WORK REQUIRED: Arrange everything in the material from the line containing "of the historic" down to the line containing "[[1165, 378]]" as a numbered list, leaving out any blank lines.

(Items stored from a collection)
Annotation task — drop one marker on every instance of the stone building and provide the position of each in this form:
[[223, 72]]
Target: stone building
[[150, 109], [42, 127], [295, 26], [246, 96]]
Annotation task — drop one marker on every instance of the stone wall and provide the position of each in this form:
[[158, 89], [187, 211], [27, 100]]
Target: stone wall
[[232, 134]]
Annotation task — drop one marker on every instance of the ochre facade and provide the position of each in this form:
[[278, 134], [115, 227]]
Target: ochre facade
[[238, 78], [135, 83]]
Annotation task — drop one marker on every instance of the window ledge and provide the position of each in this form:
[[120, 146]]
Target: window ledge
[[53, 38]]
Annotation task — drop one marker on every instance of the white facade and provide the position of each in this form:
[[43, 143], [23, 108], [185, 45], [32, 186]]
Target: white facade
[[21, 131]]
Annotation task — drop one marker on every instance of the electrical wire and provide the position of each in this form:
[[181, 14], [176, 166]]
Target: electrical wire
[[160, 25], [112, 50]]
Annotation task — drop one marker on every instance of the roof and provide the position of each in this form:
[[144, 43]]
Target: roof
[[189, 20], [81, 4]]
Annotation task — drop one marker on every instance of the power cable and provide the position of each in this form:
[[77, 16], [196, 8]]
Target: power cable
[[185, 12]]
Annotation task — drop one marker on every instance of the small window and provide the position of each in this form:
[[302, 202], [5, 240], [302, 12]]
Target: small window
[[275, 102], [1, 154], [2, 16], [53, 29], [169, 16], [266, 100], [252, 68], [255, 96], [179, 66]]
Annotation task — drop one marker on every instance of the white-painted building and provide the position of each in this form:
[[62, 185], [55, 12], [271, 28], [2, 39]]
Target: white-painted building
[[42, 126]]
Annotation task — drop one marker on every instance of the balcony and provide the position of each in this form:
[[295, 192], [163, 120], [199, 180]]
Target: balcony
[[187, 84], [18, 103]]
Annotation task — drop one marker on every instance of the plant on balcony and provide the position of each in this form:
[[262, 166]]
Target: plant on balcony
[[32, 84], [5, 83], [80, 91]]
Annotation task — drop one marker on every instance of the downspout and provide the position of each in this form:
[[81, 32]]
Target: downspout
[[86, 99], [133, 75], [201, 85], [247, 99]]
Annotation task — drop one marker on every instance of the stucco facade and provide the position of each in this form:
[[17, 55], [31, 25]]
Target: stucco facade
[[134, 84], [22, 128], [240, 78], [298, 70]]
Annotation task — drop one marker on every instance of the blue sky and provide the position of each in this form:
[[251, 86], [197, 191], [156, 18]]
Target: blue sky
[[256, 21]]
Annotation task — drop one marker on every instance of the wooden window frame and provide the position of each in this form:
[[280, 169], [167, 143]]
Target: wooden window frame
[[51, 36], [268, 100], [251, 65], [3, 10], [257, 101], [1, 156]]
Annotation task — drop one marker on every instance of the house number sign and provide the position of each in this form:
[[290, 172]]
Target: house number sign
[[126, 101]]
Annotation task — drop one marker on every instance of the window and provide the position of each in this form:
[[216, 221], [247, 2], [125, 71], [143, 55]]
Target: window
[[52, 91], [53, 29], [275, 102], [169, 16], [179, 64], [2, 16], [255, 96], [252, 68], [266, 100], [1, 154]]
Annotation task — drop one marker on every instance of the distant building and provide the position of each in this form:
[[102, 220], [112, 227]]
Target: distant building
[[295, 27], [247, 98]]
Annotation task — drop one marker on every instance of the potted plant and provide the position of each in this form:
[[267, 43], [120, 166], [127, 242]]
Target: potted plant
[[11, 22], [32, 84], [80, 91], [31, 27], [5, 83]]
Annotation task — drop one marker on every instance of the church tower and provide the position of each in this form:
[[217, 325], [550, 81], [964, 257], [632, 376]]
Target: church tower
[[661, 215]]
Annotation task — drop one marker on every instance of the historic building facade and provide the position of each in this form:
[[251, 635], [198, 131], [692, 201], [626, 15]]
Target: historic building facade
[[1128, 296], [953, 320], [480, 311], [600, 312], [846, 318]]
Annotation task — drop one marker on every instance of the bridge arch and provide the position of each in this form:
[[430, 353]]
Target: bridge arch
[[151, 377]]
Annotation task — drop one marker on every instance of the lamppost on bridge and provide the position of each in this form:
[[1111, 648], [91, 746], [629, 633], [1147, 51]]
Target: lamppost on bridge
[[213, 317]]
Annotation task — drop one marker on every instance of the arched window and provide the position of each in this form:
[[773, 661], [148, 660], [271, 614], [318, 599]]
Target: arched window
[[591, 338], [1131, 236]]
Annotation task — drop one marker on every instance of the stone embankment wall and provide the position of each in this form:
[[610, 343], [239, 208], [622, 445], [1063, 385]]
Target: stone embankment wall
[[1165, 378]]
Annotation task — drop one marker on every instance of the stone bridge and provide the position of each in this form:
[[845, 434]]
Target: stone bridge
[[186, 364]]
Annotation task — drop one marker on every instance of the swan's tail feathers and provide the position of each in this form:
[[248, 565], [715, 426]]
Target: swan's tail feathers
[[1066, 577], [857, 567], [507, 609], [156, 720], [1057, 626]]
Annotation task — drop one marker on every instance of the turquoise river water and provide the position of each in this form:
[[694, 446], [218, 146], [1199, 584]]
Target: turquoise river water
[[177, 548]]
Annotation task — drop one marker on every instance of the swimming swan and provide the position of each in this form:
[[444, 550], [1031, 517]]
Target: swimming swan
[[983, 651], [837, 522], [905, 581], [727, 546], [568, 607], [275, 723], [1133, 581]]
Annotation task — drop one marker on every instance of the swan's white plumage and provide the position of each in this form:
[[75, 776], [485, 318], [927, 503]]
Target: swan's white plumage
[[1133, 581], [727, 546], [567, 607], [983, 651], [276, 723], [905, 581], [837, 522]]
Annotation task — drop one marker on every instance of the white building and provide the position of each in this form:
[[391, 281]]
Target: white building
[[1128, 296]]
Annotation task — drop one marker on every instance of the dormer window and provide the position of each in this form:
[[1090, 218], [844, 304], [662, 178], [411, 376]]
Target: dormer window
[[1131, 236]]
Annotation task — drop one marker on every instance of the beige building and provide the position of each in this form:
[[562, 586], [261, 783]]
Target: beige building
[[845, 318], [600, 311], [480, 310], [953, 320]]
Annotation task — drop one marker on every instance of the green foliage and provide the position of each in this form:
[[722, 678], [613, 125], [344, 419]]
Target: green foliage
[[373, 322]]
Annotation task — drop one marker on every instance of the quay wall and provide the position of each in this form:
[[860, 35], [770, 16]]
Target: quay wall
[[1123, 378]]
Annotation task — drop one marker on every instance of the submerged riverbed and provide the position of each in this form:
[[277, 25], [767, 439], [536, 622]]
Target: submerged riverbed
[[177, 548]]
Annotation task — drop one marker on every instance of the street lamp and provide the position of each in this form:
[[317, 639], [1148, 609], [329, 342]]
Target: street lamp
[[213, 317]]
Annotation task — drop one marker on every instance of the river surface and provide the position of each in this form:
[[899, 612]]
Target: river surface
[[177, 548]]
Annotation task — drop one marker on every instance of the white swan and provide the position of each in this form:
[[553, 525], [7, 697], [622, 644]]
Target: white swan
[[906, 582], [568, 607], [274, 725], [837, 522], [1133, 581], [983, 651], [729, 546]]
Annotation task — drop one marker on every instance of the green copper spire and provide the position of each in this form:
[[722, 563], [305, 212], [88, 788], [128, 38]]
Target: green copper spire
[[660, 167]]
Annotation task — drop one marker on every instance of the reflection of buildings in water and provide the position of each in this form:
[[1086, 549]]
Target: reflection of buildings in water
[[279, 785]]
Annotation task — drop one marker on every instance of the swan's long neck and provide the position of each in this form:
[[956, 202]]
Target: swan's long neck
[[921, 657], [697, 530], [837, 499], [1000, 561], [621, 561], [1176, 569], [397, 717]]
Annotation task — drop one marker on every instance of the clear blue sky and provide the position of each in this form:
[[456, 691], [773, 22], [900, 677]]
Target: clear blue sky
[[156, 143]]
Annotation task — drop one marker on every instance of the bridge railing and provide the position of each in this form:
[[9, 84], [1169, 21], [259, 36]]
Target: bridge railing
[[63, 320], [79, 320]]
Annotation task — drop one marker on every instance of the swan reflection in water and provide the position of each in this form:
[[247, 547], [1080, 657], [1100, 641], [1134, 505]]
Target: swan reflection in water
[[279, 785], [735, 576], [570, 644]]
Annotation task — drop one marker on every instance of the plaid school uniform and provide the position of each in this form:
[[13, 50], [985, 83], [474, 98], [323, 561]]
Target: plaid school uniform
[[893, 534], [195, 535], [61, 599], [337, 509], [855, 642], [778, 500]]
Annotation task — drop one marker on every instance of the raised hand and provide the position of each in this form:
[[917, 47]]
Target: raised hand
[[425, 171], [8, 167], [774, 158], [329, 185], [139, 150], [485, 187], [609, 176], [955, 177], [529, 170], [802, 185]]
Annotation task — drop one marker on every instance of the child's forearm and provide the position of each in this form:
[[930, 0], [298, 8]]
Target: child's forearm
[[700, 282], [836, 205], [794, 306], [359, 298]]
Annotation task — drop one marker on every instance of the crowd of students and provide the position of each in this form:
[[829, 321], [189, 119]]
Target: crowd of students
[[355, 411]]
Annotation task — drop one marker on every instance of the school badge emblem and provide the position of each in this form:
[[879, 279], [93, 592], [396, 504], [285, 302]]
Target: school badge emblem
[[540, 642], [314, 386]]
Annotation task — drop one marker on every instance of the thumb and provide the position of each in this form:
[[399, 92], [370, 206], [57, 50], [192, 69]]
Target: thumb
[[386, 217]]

CORRECT RESPONSE:
1. Annotation task — drop one marker on every instance of the historic building facade and provide the position of each in this form:
2. [[251, 635], [198, 131], [692, 201], [626, 15]]
3. Target: historic building facade
4. [[1128, 296], [953, 320], [480, 311], [600, 312], [846, 318]]
5. Annotation task — drop one marker on every instance of the bridge arch and provide the position of each in this form:
6. [[430, 353]]
7. Target: bridge arch
8. [[151, 377]]
9. Annotation task — drop one marker on every instance of the lamppost on bridge and provide the position of each in this form:
10. [[1111, 648], [91, 746], [629, 633], [1147, 51]]
11. Target: lamppost on bridge
12. [[213, 317]]
13. Annotation task — drop one marker on every instance of the arched window and provide the position of each in this form:
14. [[773, 661], [148, 660], [271, 614], [318, 599]]
15. Target: arched window
16. [[591, 338], [1131, 236]]
17. Annotation task — drop one marker on every instance of the stone embankment wall and provide the position of each in this form:
18. [[610, 343], [239, 208], [622, 445], [1063, 385]]
19. Target: stone embankment wall
20. [[1165, 378]]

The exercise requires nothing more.